[ACTIVITIES]:
- a) Answer these questions from the text on Gil Fates:
(i) At what university did Fates study economics?
(ii) In what month and year did CBS hire him as its first television stage manager?
(iii) In which branch of the military did he serve during World War II?
- b) From the text on Gil Fates, retype the stretch from "American television producer (1914–2000)" through "July 2, 1941." without changing anything.

[EXTRACT PROVIDED]:
————

= Gil Fates =

American television producer (1914–2000)

Joseph Gilbert Fates (September 29, 1914 - May 1, 2000) was an American television producer.

== Early years ==
Fates was a native of Newark, New Jersey, who studied economics at the University of Virginia. In the summer after he graduated he was an actor at the Barter Theatre in Virginia.

== Career ==
Fates went from the Barter Theatre to New York. Broadway productions in which he performed included The Hill Between (1938), Where Do We Go From Here? (1938), The American Way (1939), and Stop Press (1939). He acted in the road company of Stage Door and was stage manager for the touring company of The Man Who Came to Dinner. In May 1941, he was hired as the first television stage manager at CBS. He also was host of CBS Television Quiz, TV's first regularly scheduled game show, which debuted on July 2, 1941.

Fates left the network for four years' military service in World War II, serving in the United States Coast Guard. His military duties included commanding a rescue cutter in the English Channel while allied forces invaded Normandy. He returned to CBS in the dual roles of producer and master of ceremonies. His commentaries accompanied "everything from the circus to dog shows, basketball games, elections, and the Easter parade." In 1952, he went to work for Mark Goodson–Bill Todman Productions.

————

[GIVEN ENTRIES]:
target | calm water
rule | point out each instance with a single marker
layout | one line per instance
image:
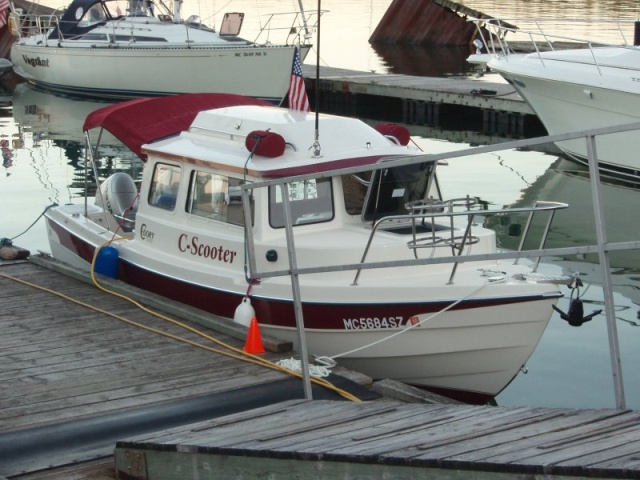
(571, 366)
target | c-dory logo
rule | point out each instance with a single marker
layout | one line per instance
(36, 62)
(146, 234)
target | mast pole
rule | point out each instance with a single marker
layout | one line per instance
(307, 33)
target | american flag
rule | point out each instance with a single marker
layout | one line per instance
(4, 12)
(297, 94)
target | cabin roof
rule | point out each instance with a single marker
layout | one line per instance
(145, 120)
(219, 138)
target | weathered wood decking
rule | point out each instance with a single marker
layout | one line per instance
(390, 440)
(74, 378)
(450, 103)
(77, 383)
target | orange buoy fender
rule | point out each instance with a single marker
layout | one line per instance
(265, 143)
(397, 132)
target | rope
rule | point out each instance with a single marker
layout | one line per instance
(237, 354)
(34, 222)
(316, 371)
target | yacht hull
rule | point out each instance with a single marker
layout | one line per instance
(569, 93)
(129, 72)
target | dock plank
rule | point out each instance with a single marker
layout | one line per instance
(388, 439)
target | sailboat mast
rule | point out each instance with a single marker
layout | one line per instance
(307, 33)
(177, 7)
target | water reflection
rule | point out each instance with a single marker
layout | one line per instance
(425, 61)
(55, 120)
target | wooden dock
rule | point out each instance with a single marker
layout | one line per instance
(390, 440)
(77, 375)
(86, 395)
(453, 103)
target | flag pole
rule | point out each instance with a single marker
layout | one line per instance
(316, 144)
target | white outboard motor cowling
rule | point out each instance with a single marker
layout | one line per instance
(118, 195)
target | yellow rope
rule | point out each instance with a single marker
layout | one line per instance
(238, 355)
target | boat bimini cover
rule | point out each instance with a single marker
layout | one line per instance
(145, 120)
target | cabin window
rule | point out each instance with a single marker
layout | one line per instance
(216, 196)
(392, 188)
(164, 186)
(93, 16)
(311, 201)
(354, 189)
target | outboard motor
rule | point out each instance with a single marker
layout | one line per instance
(575, 316)
(119, 196)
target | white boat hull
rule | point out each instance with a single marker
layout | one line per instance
(470, 352)
(257, 71)
(570, 94)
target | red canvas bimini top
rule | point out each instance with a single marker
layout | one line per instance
(144, 120)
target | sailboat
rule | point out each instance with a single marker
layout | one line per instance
(125, 49)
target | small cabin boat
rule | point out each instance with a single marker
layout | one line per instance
(237, 194)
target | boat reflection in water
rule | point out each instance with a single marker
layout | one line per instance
(44, 116)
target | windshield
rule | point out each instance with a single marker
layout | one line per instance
(392, 188)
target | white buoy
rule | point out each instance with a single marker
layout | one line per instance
(244, 313)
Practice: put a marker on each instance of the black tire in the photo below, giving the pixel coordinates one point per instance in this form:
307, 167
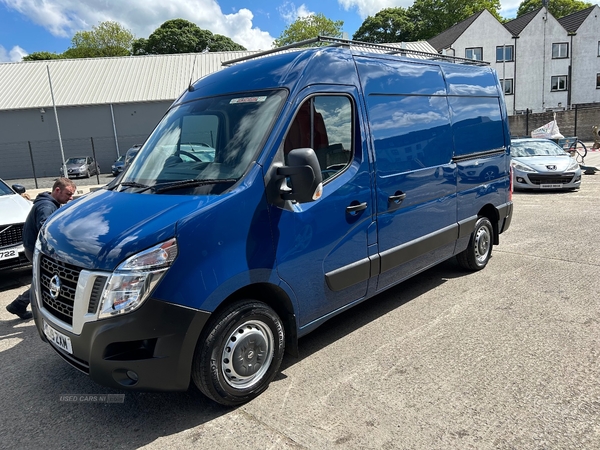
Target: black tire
479, 251
239, 354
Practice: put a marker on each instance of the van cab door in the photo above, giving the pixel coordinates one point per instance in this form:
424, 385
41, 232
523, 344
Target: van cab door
322, 246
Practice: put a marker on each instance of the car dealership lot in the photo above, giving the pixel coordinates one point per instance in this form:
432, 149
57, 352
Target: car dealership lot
508, 357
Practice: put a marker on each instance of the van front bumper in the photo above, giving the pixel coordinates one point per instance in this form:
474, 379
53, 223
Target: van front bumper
150, 349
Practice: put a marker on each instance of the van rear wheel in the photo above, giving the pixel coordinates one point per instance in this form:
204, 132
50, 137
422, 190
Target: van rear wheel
240, 353
479, 251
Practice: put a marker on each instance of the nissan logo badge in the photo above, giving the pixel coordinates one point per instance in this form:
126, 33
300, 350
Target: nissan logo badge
54, 287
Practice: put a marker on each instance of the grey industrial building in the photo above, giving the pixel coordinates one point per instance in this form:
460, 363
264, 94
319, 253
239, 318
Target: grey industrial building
103, 106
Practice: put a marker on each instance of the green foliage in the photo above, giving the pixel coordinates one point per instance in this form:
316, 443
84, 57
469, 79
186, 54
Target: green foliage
558, 8
388, 25
107, 39
431, 17
309, 27
182, 36
41, 56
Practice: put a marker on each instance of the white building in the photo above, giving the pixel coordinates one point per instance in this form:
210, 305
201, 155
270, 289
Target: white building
544, 64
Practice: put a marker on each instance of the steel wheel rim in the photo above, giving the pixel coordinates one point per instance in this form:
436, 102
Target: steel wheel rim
482, 244
247, 354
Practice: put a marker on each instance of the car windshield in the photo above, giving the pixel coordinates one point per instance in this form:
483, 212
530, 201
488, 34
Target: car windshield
536, 148
75, 161
204, 146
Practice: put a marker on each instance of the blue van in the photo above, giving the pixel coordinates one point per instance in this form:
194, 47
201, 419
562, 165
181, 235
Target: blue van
273, 195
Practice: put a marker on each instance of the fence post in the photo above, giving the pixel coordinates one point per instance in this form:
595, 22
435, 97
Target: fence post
95, 161
32, 164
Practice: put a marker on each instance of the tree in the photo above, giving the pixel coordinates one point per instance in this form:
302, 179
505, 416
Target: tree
107, 39
41, 56
431, 17
182, 36
558, 8
388, 25
309, 27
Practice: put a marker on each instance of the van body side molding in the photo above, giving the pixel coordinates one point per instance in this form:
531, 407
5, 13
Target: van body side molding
357, 272
397, 256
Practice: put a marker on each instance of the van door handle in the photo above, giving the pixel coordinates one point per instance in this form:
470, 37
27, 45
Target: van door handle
353, 209
397, 198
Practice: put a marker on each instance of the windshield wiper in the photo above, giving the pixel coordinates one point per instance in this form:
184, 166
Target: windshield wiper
134, 184
190, 183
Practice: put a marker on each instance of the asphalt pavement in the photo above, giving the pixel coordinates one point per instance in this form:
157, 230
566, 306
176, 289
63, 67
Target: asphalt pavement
504, 358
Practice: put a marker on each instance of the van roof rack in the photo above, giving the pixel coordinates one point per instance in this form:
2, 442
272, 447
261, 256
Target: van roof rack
375, 48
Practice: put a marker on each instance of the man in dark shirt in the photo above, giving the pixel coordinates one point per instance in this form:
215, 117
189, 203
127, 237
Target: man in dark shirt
43, 206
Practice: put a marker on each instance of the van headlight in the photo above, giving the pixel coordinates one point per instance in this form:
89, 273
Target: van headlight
133, 281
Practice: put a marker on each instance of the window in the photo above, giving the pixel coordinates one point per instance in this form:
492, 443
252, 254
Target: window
560, 50
474, 53
324, 123
507, 86
504, 53
559, 83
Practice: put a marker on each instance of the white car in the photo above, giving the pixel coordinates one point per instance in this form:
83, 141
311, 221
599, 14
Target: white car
13, 212
542, 164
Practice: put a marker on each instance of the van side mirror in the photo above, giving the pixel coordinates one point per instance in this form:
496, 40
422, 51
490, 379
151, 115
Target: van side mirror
304, 174
18, 188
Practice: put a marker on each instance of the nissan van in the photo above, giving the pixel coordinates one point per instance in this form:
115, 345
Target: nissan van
273, 195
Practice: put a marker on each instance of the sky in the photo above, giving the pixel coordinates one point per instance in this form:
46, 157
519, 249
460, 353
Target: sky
28, 26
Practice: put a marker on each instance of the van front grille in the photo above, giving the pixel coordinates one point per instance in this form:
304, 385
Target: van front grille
57, 274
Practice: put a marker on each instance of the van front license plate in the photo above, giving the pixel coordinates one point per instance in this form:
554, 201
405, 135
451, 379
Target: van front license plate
59, 339
9, 254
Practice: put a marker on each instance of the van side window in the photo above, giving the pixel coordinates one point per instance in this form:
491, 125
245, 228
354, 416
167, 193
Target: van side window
410, 132
477, 124
324, 123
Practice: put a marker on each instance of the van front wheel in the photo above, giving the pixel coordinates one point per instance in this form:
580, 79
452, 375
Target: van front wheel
479, 251
239, 353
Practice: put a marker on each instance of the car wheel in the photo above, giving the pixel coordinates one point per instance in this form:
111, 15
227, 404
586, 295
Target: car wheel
239, 353
479, 251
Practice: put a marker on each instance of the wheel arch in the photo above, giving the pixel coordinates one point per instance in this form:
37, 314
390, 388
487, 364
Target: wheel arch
276, 298
491, 212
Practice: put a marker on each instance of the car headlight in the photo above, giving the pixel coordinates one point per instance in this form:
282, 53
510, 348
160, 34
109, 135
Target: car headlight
133, 281
521, 167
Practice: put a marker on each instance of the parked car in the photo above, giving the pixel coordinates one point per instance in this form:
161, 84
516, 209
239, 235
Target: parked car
118, 165
543, 164
80, 166
13, 212
130, 154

————

[SOLUTION LIST]:
- a)
(i) The University of Virginia
(ii) May 1941
(iii) The United States Coast Guard

- b)
American television producer (1914–2000)

Joseph Gilbert Fates (September 29, 1914 - May 1, 2000) was an American television producer.

== Early years ==
Fates was a native of Newark, New Jersey, who studied economics at the University of Virginia. In the summer after he graduated he was an actor at the Barter Theatre in Virginia.

== Career ==
Fates went from the Barter Theatre to New York. Broadway productions in which he performed included The Hill Between (1938), Where Do We Go From Here? (1938), The American Way (1939), and Stop Press (1939). He acted in the road company of Stage Door and was stage manager for the touring company of The Man Who Came to Dinner. In May 1941, he was hired as the first television stage manager at CBS. He also was host of CBS Television Quiz, TV's first regularly scheduled game show, which debuted on July 2, 1941.